- [Text passage]

India’s legal and moral traditions recognise sacrifice. Gallantry awards honour those who risk their lives in defence of the nation and its people. But such honour is reserved for acts that are lawful, necessary and directed towards protection. BNSS does not create awards; it provides criminal procedure safeguards. The more relevant legal framework is Article 51A(c), Article 51A(d) and Article 51A(i) of the Constitution, read with Sections 34 to 38 of the Bharatiya Nyaya Sanhita on private defence.
This distinction is important for Manipur. The law should not ask only whether force was used. It must ask why force was used, against whom, under what threat, with what means, and whether state protection was realistically available. A person who stood guard during fear cannot be judged in the same way as a person who acted for private gain. A person who acted to prevent attack cannot be judged in the same way as a person who planned violence after the threat had passed.

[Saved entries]
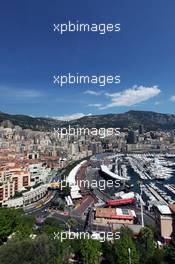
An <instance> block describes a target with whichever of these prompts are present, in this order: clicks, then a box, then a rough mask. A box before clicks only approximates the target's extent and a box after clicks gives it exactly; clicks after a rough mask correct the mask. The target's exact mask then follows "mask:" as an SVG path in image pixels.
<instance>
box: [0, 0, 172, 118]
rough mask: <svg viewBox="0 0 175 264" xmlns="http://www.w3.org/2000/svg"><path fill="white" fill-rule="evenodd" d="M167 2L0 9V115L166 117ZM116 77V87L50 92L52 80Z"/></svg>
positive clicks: (167, 71)
mask: <svg viewBox="0 0 175 264" xmlns="http://www.w3.org/2000/svg"><path fill="white" fill-rule="evenodd" d="M174 10H175V1H174V0H169V1H166V0H155V1H152V0H146V1H140V0H132V1H130V0H125V1H123V0H110V1H106V0H88V1H82V0H76V1H71V0H69V1H67V0H62V1H61V0H52V1H46V0H42V1H41V0H37V1H36V0H30V1H23V0H13V1H10V0H6V1H1V3H0V110H1V111H3V112H8V113H12V114H17V113H18V114H28V115H33V116H51V117H60V118H62V119H64V116H66V118H68V117H69V116H71V117H76V116H82V115H84V114H85V115H88V114H105V113H119V112H126V111H128V110H130V109H135V110H149V111H157V112H165V113H174V106H175V88H174V87H175V16H174ZM69 20H70V21H71V22H74V23H75V22H76V21H77V20H78V21H80V23H89V24H91V23H96V24H100V23H106V24H108V23H110V24H111V23H113V24H116V23H120V24H121V31H120V32H116V33H114V32H110V33H107V34H104V35H100V34H98V33H97V32H81V33H80V32H74V33H72V32H67V33H65V34H64V35H62V36H61V35H60V34H57V33H56V32H54V31H53V24H54V23H56V24H58V23H67V22H68V21H69ZM69 72H70V73H72V74H76V73H79V74H82V75H90V76H91V75H97V76H98V75H117V74H119V75H120V76H121V83H120V84H117V85H116V84H108V85H106V86H105V87H100V86H99V85H94V84H93V85H92V84H91V85H90V84H89V85H65V86H64V87H58V86H56V85H54V84H53V75H63V74H67V73H69Z"/></svg>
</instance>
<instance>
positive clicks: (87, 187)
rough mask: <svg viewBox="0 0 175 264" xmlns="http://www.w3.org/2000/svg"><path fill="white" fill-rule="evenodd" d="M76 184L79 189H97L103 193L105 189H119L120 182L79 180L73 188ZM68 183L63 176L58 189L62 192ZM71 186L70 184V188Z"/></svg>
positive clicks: (104, 180)
mask: <svg viewBox="0 0 175 264" xmlns="http://www.w3.org/2000/svg"><path fill="white" fill-rule="evenodd" d="M77 184H78V186H79V187H80V188H87V189H96V188H98V189H99V190H100V191H104V190H106V189H114V188H119V187H121V185H120V180H110V179H108V180H102V179H101V180H95V179H92V180H91V181H89V180H87V179H86V180H81V179H79V180H78V181H77V182H76V183H75V186H76V185H77ZM69 185H70V183H69V182H68V181H67V178H66V177H65V176H64V179H63V180H61V181H60V189H61V190H63V189H64V188H65V187H67V186H69ZM72 186H73V184H71V187H72Z"/></svg>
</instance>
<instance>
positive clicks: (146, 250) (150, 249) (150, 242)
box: [137, 227, 156, 263]
mask: <svg viewBox="0 0 175 264" xmlns="http://www.w3.org/2000/svg"><path fill="white" fill-rule="evenodd" d="M137 242H138V249H139V252H140V256H141V259H142V263H150V262H151V260H152V258H153V256H154V254H155V249H156V247H155V241H154V234H153V231H152V230H151V229H150V228H149V227H144V228H142V229H141V230H140V233H139V236H138V241H137Z"/></svg>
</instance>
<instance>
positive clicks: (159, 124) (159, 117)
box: [0, 110, 175, 131]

- [List of tasks]
**a.** Copy word for word the part of the passage on private defence and Manipur that begins with the words "India’s legal and" and ends after "on private defence.".
**b.** Extend the passage on private defence and Manipur, picking up after its final sentence.

- [List of answers]
**a.**
India’s legal and moral traditions recognise sacrifice. Gallantry awards honour those who risk their lives in defence of the nation and its people. But such honour is reserved for acts that are lawful, necessary and directed towards protection. BNSS does not create awards; it provides criminal procedure safeguards. The more relevant legal framework is Article 51A(c), Article 51A(d) and Article 51A(i) of the Constitution, read with Sections 34 to 38 of the Bharatiya Nyaya Sanhita on private defence.

**b.**
India’s history shows that the meaning of taking up arms depends on context. Members of the Indian National Army were treated by the colonial state as offenders, but many Indians remembered them as patriots. The analogy is not exact, because Manipur today is part of the Indian constitutional order. Yet the moral lesson remains relevant: law should not look only at the weapon. It must also look at purpose, compulsion, sacrifice, the failure of protection and the community’s perception of threat.
This does not mean that every act committed in the name of protection is automatically lawful. No organisation can claim formal immunity from criminal law. Victims and families deserve justice. Serious allegations must be examined. But no Arambai Tenggol member can be treated as guilty merely because he belonged to the organisation, supported it, guarded a locality or responded to insecurity. Criminal liability must be individual. Association is not guilt. Reputation is not proof.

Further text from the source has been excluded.